* **EXERCICE A**: Relevez, parmi les lignes plus bas, toutes celles qui contiennent le mot « buttercream ». Les majuscules et les minuscules comptent.

━━ EXTRAIT PROPOSÉ ━━

C’est une question essentielle. En diplomatie, il faut distinguer les buts affichés et les arrière-pensées. Lorsque Reagan et Gorbatchev se rencontrent à Reykjavik, ils se connaissent déjà, grâce à un premier sommet à Genève en 1985. Les deux hommes avaient brisé la glace, se respectent, mais ne se connaissent pas bien. Surtout, il y a une méfiance réciproque sur le régime de l’autre : il y a un manque de confiance. C’est Gorbatchev qui réclame ce sommet informel à Reykjavik, il n’était pas prévu. Il le fait juste après la catastrophe de Tchernobyl et après quelques épisodes de tensions classiques de la Guerre froide. Mais à Reykjavik, Gorbatchev va tenter une sorte de coup de poker. Il propose, le 2e jour, une élimination totale des armes nucléaires, des deux côtés. Il faut savoir qu’à l’époque, on compte près de 30.000 têtes nucléaires dans le monde. Une pure folie ! En échange, il demande à Reagan de limiter son programme de "Guerre des étoiles" (programme dont l’objectif était d’armer une ceinture de satellites autour de la Terre de rayons laser pour détruire un missile ennemi en vol) au laboratoire. Les Américains sont pris par surprise. Ils ne s’attendaient pas à une telle proposition. Reagan finit par refuser. C’est l’une des plus grandes opportunités historiques manquées de ces derniers siècles. Imaginez qu’ils aient signer un accord : aujourd’hui, nous vivrions peut-être dans un monde sans menace nucléaire, sans guerre en Ukraine, etc.

Les deux présidents sont sincères lorsqu’ils expriment, plusieurs fois, leur volonté de désarmement nucléaire. Reagan en parle publiquement depuis 1976, bien avant qu’il soit président. Ils ont tous les deux du bons sens, et savent qu’il faut freiner cette course à l’armement. Mais d’autres considérations sont entrées en jeu.

 

Reagan venait de l’anticommunisme dur, Gorbatchev était un apparatchik pur jus : comment ces deux-là, pareillement intéressés au succès du Sommet, se sont-ils entendus sur le plan humain ? Il y avait vous l’avez dit un respect réciproque, une véritable relation personnelle, d’où cela est-il venu ?

Il y a eu un vrai respect personnel, teinté de méfiance envers leurs régimes respectifs. Je pense qu’ils se sont bien entendus du fait de leurs racines rurales et plutôt pauvres. Reagan a grandi quasiment dans la misère dans le Midwest rural et Gorbatchev a grandi dans une ferme au sud de la Russie. C’étaient deux hommes qui n’ont pas oublié d’où ils venaient. Ensuite, ce sont deux personnes qui ont une grande énergie, qui aiment communiquer, même si Reagan, dans la vie, était plus introverti que ce que l’on pense.

 

Le sommet de Reykjavik s’est-il soldé, comme on le lit souvent, par un échec ? A-t-il eu au moins pour effet d’installer, peut-être de manière irréversible, un nouveau climat plus propice au dialogue entre les deux Grands ?

━━━
━━ DONNÉES FOURNIES ━━

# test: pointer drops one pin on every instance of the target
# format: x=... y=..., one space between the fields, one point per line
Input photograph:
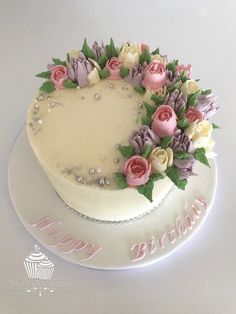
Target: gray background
x=201 y=276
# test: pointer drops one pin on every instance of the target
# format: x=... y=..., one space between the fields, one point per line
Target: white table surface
x=201 y=276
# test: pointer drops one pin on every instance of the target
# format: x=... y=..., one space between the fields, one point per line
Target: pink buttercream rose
x=154 y=76
x=59 y=74
x=113 y=66
x=164 y=121
x=193 y=114
x=137 y=170
x=182 y=67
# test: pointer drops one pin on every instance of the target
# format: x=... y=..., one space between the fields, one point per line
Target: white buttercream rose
x=160 y=159
x=129 y=55
x=93 y=77
x=200 y=133
x=189 y=87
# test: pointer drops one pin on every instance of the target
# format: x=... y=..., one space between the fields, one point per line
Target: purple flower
x=182 y=143
x=142 y=137
x=98 y=50
x=207 y=105
x=78 y=70
x=176 y=100
x=185 y=167
x=136 y=74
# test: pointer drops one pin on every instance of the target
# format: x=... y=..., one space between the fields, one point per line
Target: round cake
x=115 y=128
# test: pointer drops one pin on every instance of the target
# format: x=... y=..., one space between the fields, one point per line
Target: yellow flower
x=129 y=55
x=160 y=159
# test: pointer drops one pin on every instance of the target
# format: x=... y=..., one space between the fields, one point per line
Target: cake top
x=122 y=117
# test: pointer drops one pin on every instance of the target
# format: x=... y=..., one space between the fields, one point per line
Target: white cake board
x=102 y=245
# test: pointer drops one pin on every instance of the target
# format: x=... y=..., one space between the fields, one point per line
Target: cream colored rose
x=129 y=55
x=189 y=87
x=148 y=94
x=162 y=59
x=200 y=133
x=74 y=53
x=93 y=77
x=160 y=159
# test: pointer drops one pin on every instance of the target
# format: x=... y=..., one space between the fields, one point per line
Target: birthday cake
x=114 y=129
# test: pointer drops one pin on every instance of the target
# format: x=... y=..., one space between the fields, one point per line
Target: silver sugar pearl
x=92 y=171
x=97 y=96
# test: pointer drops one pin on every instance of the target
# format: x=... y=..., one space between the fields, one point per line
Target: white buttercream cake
x=114 y=128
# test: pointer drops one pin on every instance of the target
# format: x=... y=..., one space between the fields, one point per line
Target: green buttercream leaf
x=124 y=72
x=103 y=74
x=140 y=89
x=156 y=176
x=146 y=190
x=147 y=151
x=145 y=57
x=111 y=50
x=146 y=120
x=121 y=180
x=45 y=74
x=57 y=61
x=87 y=51
x=102 y=60
x=47 y=87
x=215 y=126
x=182 y=155
x=183 y=123
x=69 y=84
x=192 y=98
x=200 y=155
x=173 y=173
x=126 y=151
x=166 y=141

━━━

* **EXERCICE B**: Recopiez le passage de l'extrait sur le sommet de Reykjavik qui va de « Reagan venait de » jusqu'à « que l’on pense. » inclus.

* **RÉPONSE COMPLÈTE A**:
Target: pink buttercream rose
Target: white buttercream rose
Target: white buttercream cake
Target: green buttercream leaf

* **RÉPONSE COMPLÈTE B**:
Reagan venait de l’anticommunisme dur, Gorbatchev était un apparatchik pur jus : comment ces deux-là, pareillement intéressés au succès du Sommet, se sont-ils entendus sur le plan humain ? Il y avait vous l’avez dit un respect réciproque, une véritable relation personnelle, d’où cela est-il venu ?

Il y a eu un vrai respect personnel, teinté de méfiance envers leurs régimes respectifs. Je pense qu’ils se sont bien entendus du fait de leurs racines rurales et plutôt pauvres. Reagan a grandi quasiment dans la misère dans le Midwest rural et Gorbatchev a grandi dans une ferme au sud de la Russie. C’étaient deux hommes qui n’ont pas oublié d’où ils venaient. Ensuite, ce sont deux personnes qui ont une grande énergie, qui aiment communiquer, même si Reagan, dans la vie, était plus introverti que ce que l’on pense.